§ **Problem to work on**
Please reproduce only the records between the line holding "of the snow-covered" and the end of the records, inclusive, requests included. Scale every point coordinate in the answers by 2.6, rounding to whole numbers with halves going up, and leave the numbers in the requests and their sample formats as they are.

§ **Extracted material**
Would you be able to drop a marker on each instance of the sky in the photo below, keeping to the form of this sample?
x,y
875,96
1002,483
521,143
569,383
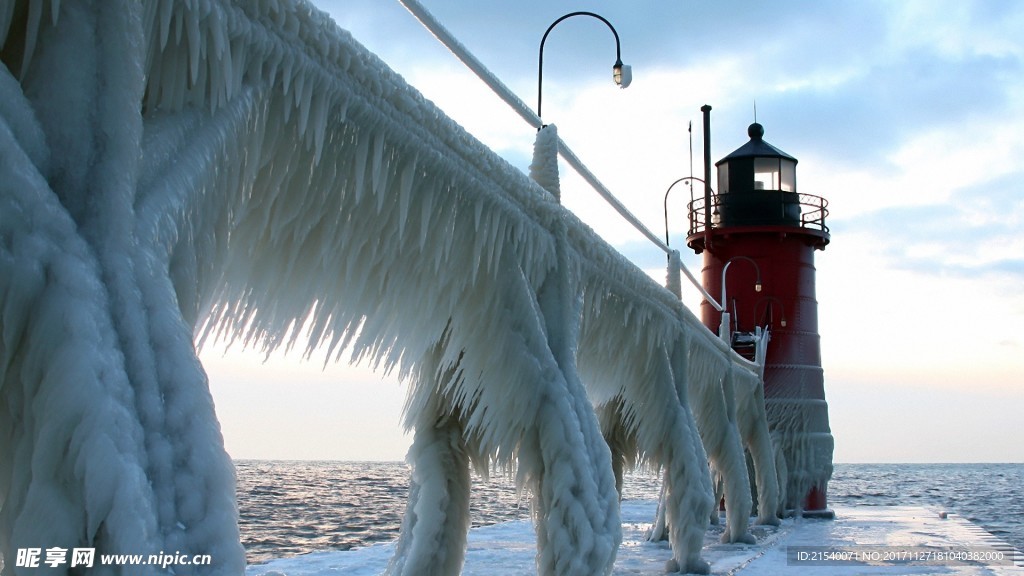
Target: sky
x,y
907,116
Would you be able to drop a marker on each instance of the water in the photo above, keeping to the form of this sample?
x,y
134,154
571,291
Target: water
x,y
292,507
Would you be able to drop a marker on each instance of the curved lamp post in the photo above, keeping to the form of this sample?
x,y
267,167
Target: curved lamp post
x,y
621,73
725,328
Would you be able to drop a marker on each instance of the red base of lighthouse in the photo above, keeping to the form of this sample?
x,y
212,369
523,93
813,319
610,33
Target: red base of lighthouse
x,y
795,402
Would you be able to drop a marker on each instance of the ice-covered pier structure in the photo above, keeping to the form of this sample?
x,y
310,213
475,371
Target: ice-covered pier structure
x,y
172,171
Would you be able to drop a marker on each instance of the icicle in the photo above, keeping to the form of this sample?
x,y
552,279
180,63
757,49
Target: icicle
x,y
166,12
404,191
194,39
31,34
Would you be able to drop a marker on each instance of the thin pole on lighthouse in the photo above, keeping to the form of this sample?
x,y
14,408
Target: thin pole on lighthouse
x,y
706,110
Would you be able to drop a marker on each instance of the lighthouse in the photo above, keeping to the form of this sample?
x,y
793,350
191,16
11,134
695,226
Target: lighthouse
x,y
758,236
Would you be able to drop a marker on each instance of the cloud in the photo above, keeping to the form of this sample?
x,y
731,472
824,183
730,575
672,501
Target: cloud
x,y
976,233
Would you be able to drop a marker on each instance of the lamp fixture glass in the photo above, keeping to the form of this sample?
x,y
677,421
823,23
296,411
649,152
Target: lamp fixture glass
x,y
622,74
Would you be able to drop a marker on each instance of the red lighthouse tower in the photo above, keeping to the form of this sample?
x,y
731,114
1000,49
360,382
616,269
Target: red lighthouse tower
x,y
758,236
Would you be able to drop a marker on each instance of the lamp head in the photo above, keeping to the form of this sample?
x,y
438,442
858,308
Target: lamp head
x,y
622,74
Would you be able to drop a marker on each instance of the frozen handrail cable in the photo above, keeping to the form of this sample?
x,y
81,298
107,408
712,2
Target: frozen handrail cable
x,y
503,91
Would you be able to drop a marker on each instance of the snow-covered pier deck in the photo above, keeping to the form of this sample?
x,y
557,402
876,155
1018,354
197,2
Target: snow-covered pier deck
x,y
889,539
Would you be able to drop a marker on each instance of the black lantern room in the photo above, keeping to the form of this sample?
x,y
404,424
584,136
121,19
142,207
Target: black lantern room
x,y
757,184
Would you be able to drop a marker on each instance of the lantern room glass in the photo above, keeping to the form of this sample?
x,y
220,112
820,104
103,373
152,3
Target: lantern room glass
x,y
774,173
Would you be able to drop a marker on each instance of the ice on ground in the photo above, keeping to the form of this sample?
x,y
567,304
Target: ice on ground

§ **Result of the task**
Would you be able to drop a marker on each instance of the snow-covered pier deck in the photo above, keeping to the form of this sample?
x,y
557,402
876,155
1018,354
197,2
Target: snow-covered pier deck
x,y
2311,1401
Would you be able to drop a marker on each instance of the black lantern room in the photo above, keeping to the form of this sample?
x,y
404,424
584,136
121,19
142,207
Target: black lantern room
x,y
1968,478
Would you be able to drop a marker on each instance of the lantern room glass in the photo above, keeping to the form of this sample?
x,y
220,112
820,104
103,373
152,3
Target: lantern room glass
x,y
2012,450
Would you be able to drop a marker on each instance of the ice on ground in the photo above, keeping to the form of this sample?
x,y
567,304
Target: ice on ground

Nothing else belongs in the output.